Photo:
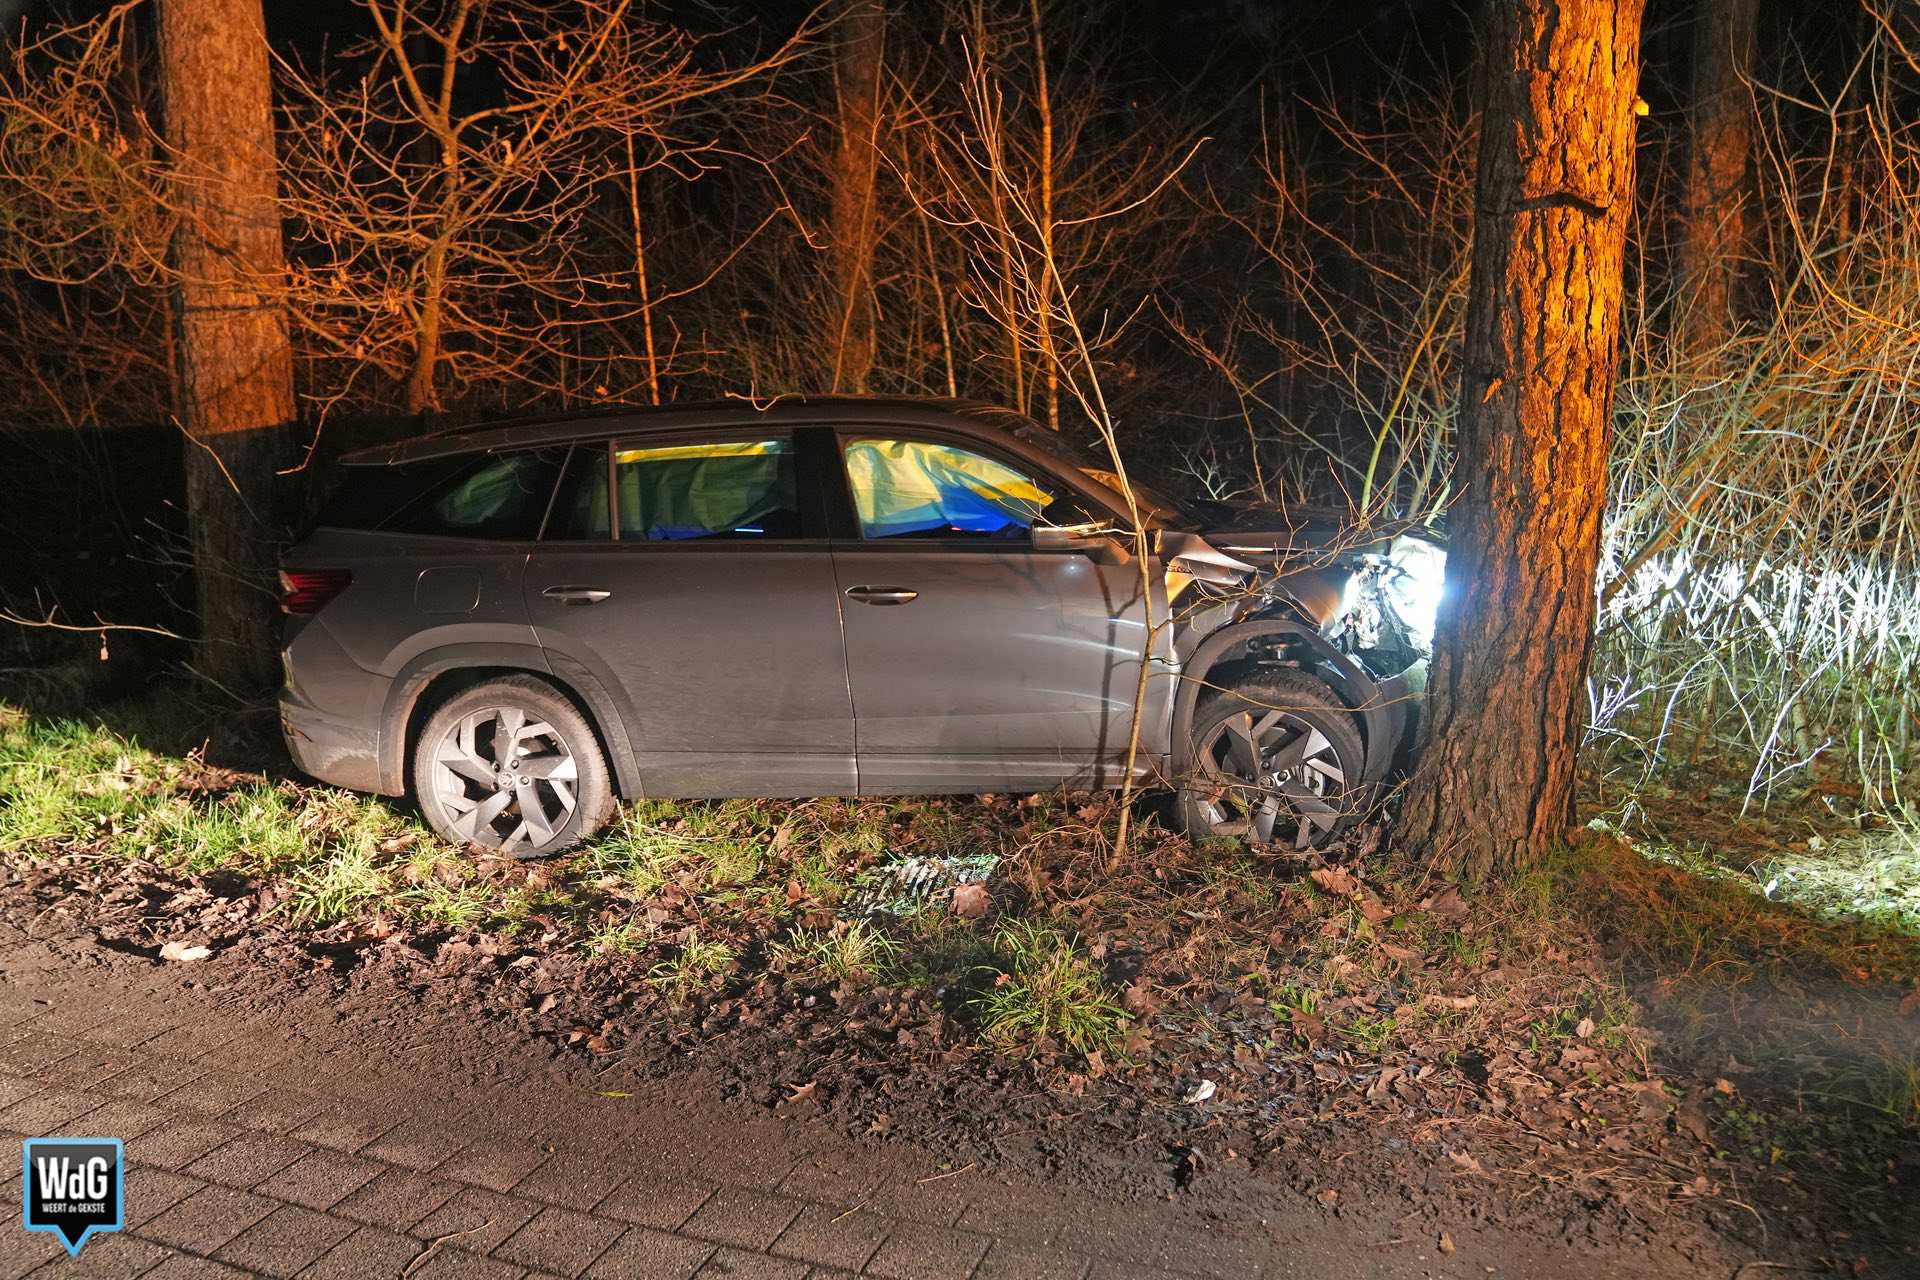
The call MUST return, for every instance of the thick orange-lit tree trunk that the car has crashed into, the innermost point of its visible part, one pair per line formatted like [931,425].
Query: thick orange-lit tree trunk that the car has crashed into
[1506,699]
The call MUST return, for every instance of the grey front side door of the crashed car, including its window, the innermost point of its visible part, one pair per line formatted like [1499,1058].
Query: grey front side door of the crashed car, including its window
[978,659]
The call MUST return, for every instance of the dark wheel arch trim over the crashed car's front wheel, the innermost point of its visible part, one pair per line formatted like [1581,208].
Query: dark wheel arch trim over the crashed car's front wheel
[1374,711]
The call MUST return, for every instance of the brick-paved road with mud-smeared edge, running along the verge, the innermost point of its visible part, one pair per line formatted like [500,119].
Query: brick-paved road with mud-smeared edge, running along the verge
[331,1137]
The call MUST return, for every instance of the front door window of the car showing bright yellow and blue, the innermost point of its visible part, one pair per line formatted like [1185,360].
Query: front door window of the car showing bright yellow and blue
[917,488]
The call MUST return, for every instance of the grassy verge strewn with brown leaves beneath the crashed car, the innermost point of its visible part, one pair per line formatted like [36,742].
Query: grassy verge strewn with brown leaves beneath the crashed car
[719,895]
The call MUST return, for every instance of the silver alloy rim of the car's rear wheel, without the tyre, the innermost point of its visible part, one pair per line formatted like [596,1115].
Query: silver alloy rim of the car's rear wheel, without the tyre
[506,780]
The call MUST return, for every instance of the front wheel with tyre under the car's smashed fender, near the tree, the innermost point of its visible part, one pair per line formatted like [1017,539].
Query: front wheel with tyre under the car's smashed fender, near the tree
[1305,736]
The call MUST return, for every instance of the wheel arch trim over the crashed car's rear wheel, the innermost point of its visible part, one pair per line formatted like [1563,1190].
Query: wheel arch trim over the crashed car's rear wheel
[437,676]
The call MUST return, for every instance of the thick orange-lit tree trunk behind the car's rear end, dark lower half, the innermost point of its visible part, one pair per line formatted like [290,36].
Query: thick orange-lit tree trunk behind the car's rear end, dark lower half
[237,371]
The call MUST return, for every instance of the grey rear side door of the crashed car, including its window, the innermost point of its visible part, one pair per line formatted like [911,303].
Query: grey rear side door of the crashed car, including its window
[694,581]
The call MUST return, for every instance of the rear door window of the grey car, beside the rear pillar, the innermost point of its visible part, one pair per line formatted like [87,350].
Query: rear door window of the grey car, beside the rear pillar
[727,490]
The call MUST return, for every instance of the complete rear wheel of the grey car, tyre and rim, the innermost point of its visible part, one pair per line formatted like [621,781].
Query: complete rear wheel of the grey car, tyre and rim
[558,799]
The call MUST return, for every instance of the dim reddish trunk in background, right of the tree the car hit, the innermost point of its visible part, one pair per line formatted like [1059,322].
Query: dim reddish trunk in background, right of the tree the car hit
[1716,231]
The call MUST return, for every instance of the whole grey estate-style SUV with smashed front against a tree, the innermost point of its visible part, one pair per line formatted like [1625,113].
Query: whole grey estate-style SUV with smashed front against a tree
[523,623]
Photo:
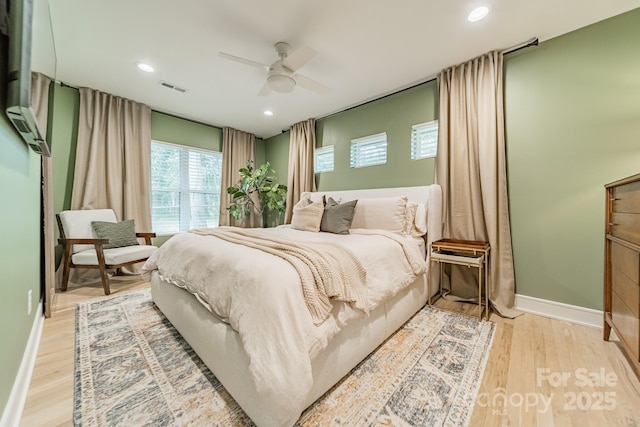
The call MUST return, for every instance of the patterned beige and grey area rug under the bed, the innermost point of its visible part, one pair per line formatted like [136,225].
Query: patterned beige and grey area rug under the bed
[133,368]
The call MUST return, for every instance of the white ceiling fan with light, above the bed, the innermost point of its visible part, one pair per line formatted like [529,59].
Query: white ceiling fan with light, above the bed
[281,75]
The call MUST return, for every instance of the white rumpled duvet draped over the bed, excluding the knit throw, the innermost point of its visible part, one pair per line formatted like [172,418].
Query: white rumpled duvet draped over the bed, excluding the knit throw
[259,295]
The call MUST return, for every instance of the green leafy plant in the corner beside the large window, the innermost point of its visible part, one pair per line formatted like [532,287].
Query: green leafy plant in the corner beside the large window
[256,191]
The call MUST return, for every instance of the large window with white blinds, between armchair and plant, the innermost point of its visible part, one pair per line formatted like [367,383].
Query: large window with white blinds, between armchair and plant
[185,187]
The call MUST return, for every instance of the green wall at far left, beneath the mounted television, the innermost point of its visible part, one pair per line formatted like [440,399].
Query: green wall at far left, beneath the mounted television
[20,244]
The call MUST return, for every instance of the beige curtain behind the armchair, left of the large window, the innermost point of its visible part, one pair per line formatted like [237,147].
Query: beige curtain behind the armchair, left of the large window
[113,157]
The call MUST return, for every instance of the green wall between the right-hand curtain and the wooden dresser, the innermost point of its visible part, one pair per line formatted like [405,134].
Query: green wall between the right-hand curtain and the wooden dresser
[572,125]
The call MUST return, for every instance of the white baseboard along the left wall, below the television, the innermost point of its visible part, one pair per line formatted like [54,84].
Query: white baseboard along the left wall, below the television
[13,411]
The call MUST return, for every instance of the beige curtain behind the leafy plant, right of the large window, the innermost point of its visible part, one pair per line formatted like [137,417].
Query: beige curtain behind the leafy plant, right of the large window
[238,148]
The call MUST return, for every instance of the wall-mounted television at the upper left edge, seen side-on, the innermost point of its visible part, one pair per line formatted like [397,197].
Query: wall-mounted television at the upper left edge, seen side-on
[20,28]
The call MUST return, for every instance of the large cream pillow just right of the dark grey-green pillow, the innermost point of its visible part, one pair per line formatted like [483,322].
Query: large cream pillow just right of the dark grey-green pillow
[386,213]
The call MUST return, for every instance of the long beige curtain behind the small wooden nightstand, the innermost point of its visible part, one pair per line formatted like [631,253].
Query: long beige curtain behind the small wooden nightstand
[470,167]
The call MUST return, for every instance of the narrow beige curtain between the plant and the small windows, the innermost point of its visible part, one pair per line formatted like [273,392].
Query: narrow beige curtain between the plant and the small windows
[300,177]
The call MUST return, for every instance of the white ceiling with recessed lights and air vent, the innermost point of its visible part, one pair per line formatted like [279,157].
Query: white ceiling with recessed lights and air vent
[365,48]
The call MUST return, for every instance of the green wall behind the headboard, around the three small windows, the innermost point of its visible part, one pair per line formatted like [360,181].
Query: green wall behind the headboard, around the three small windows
[394,114]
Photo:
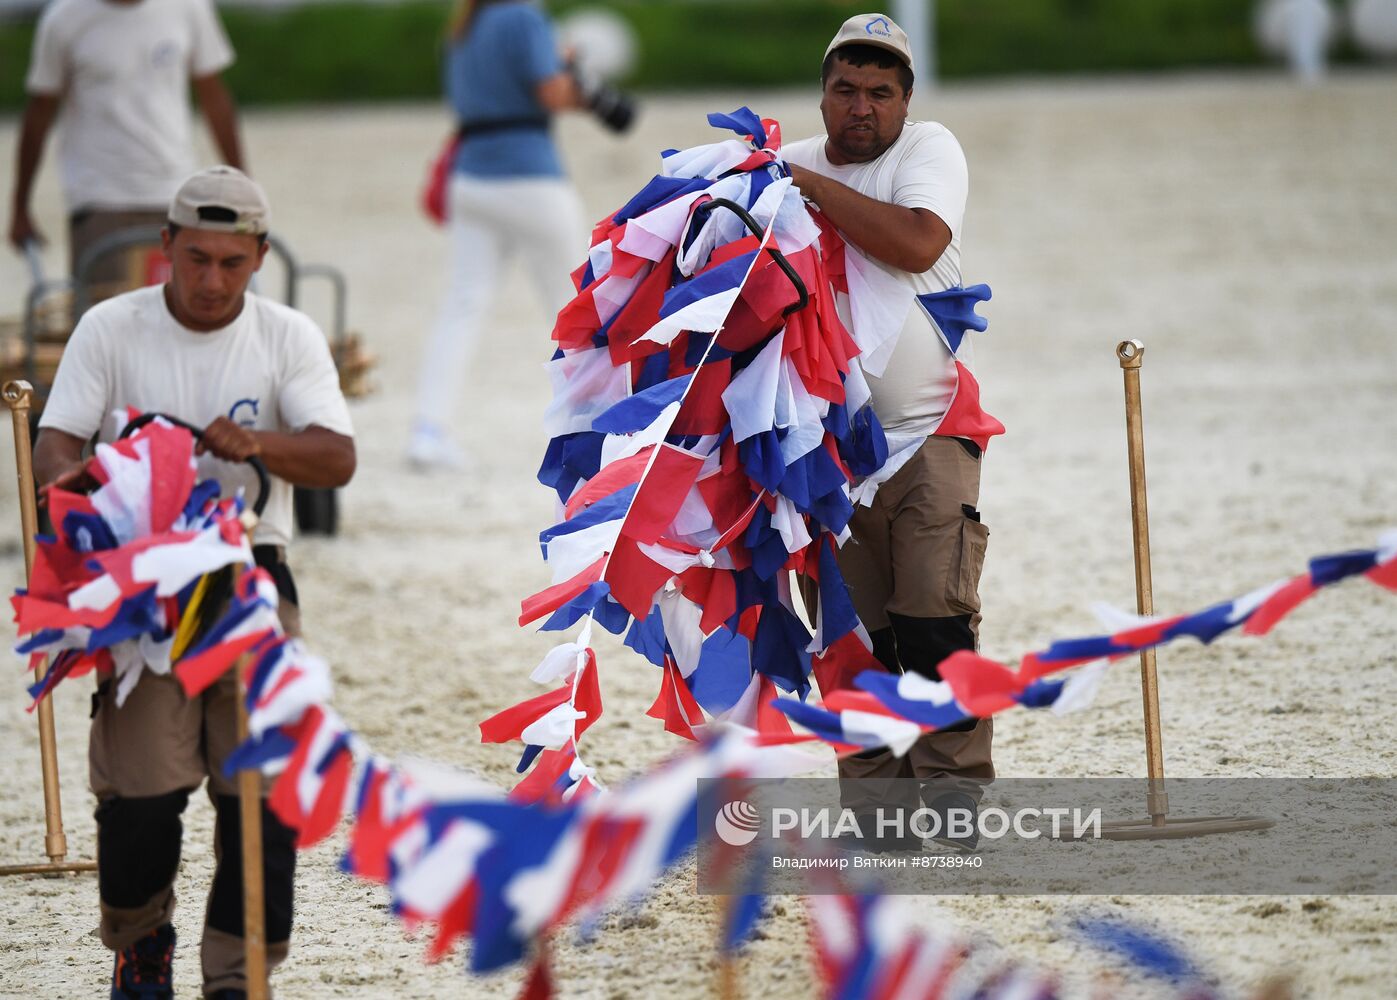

+++++

Task:
Leave out the pictures and set down everything else in the entries above exactly.

Output below:
Photo:
The call MUST return, for every instance of the thick orange-lit tree trunk that the car has crashed into, the innermost point of its visible part, one pair per line formatted like [931,425].
Query: thick orange-lit tree trunk that the car has crashed into
[1506,699]
The call MUST return, for every instance of the grey front side door of the crashed car, including its window, the innermost point of its visible part, one pair per line formatted like [1499,1058].
Query: grey front side door of the crashed car, including its window
[978,659]
The call MUST return, for every instance of the dark wheel arch trim over the crashed car's front wheel, the innermost point of its visible part, one pair per line formatted like [1581,208].
Query: dark wheel arch trim over the crashed car's front wheel
[1374,711]
The call MUST return, for every instance of the brick-paved road with mud-smeared edge, running along the verge, the innermost point of its visible part, one pair per line formatted like [500,119].
Query: brick-paved road with mud-smeared edge, running along the verge
[331,1137]
The call MUST return, for every instance of the front door window of the car showing bright yellow and blue, the innermost point of its visible part, one pair per line formatted like [1185,360].
Query: front door window of the car showing bright yellow and blue
[917,488]
The call MUST return, for every instance of the grassy verge strewn with brown leaves beneath the crashed car, the innermost point of its visible part, one pair per line formatted like [36,742].
Query: grassy verge strewn with brown leaves beneath the crashed car
[719,895]
The call MUST return, for every instance of the silver alloy rim of the car's rear wheel, without the tyre, the innermost point of its visible part, one pair per line formatted like [596,1115].
Query: silver alloy rim of the car's rear wheel, without the tyre
[506,780]
The call MUST return, for every instance of the front wheel with tyre under the car's smashed fender, near the tree, the innermost point of its visible part, one pair per line formatted like [1017,539].
Query: front wheel with tyre under the car's smashed fender, near the tree
[1305,736]
The call MUST return, for every instance of the wheel arch trim over the crashed car's rear wheel, the innermost point of its visible part, one pair per line formatted like [1563,1190].
Query: wheel arch trim over the crashed car's rear wheel
[437,676]
The call MUST return, for every instance of the thick orange-lit tree trunk behind the car's rear end, dark lower half, the innermost point of its visible part, one pair per line formatted like [290,36].
Query: thick orange-lit tree trunk behind the car's rear end, dark lower half
[237,371]
The call MUST return, for every instance of the grey rear side door of the crashed car, including its window, the innermost point of its visible part, one pair per line formatted like [911,303].
Query: grey rear side door of the crashed car, including its window
[694,581]
The call MUST return, for every instance of the rear door window of the grey car, beside the rear pillar, the innermost point of its visible part, one pair per line formatted like [87,350].
Query: rear door window of the grey car, beside the rear pillar
[727,490]
The call MUST return, for every instance of the complete rear wheel of the grey car, tyre and rim, the innermost point of its visible part, one pair per line formatted like [621,781].
Query: complete rear wheel of the grey car, tyre and rim
[558,799]
The call MUST return, for every instance of the dim reddish trunk in background, right of the tree the car hit, the innermost point of its visible part, one pair per line formatted like [1059,322].
Query: dim reddish trunk in background, right of the tree the car hit
[1716,231]
The call MUST return, for every instance of the whole grey estate-style SUV with smashed front against a tree, the innermost point of its visible part, one pair per line formatted like [1625,113].
Query: whole grey estate-style SUV with smashed front against a tree
[523,623]
Photo:
The call MUST return, for every instance of the patterned beige and grey area rug under the bed, the innermost point of its visible part, one pair per line formatted like [136,225].
Query: patterned beige and grey area rug under the bed
[133,368]
The call MUST return, for every instance of the white ceiling fan with light, above the bed, the innermost point of its visible part, one pair per line formatted like [529,59].
Query: white ceiling fan with light, above the bed
[281,75]
The call MUST return, for every instance of the white rumpled duvet draped over the bed, excluding the knit throw, the innermost point of its visible part, one pair per line formatted like [172,418].
Query: white rumpled duvet draped over the bed, excluding the knit throw
[259,295]
The call MUST return, for every instance of the green leafy plant in the corner beside the large window, the innermost point of its visible part, one pair per line formatted like [532,287].
Query: green leafy plant in the corner beside the large window
[256,191]
The call MUST return, for every instance of the large window with white blinds, between armchair and plant, the innermost point of its visible part, one pair per line formatted like [367,383].
Query: large window with white blinds, between armchair and plant
[185,187]
The call MUST return, for every instance of the green wall at far left, beneath the mounted television, the innermost point of its visible part, one pair per line formatted like [440,399].
Query: green wall at far left, beneath the mounted television
[20,244]
The call MUST return, for every instance of the beige curtain behind the armchair, left of the large window, the innermost point of its visible part, one pair per line formatted like [237,147].
Query: beige curtain behind the armchair, left of the large window
[113,157]
The call MUST return, for every instance of the green wall between the right-hand curtain and the wooden dresser, the innermost point of its visible part, one pair per line formatted like [405,134].
Query: green wall between the right-hand curtain and the wooden dresser
[572,125]
The call MUST return, for every instance of the white baseboard along the left wall, below the television, the innermost point of its visible part, one pair per line formatted like [54,84].
Query: white baseboard along the left wall, below the television
[13,411]
The call MUST return, for every instance of the beige curtain behind the leafy plant, right of the large window, the innermost point of its visible part, one pair per line formatted like [137,417].
Query: beige curtain behind the leafy plant, right of the large window
[238,148]
The call MUST return, for every instance of the wall-mounted television at the upper left edge, seen side-on, the innermost point of its visible part, one pair per line formatted like [397,197].
Query: wall-mounted television at the upper left edge, seen side-on
[20,28]
The call MUST return, for every instance of the large cream pillow just right of the dark grey-green pillow, the innermost point of its visible part, one pair per line formatted like [483,322].
Query: large cream pillow just right of the dark grey-green pillow
[386,213]
The call MUST return, for every instance of the long beige curtain behind the small wooden nightstand, the innermost point of its visible part, one pair per line formatted like [631,253].
Query: long beige curtain behind the small wooden nightstand
[470,167]
The call MUST return, for every instance of the narrow beige curtain between the plant and the small windows, the innermost point of its visible part, one pair per line formatted like [273,392].
Query: narrow beige curtain between the plant and the small windows
[300,177]
The call MUST return, for every instance of the white ceiling with recessed lights and air vent, the innermost point of its visible part, one pair per line formatted like [279,157].
Query: white ceiling with recessed lights and air vent
[365,48]
The call MUST return, for every instance of the green wall behind the headboard, around the three small windows, the innermost point of its visible part, one pair per line formatted like [360,181].
Query: green wall behind the headboard, around the three small windows
[394,114]
Photo:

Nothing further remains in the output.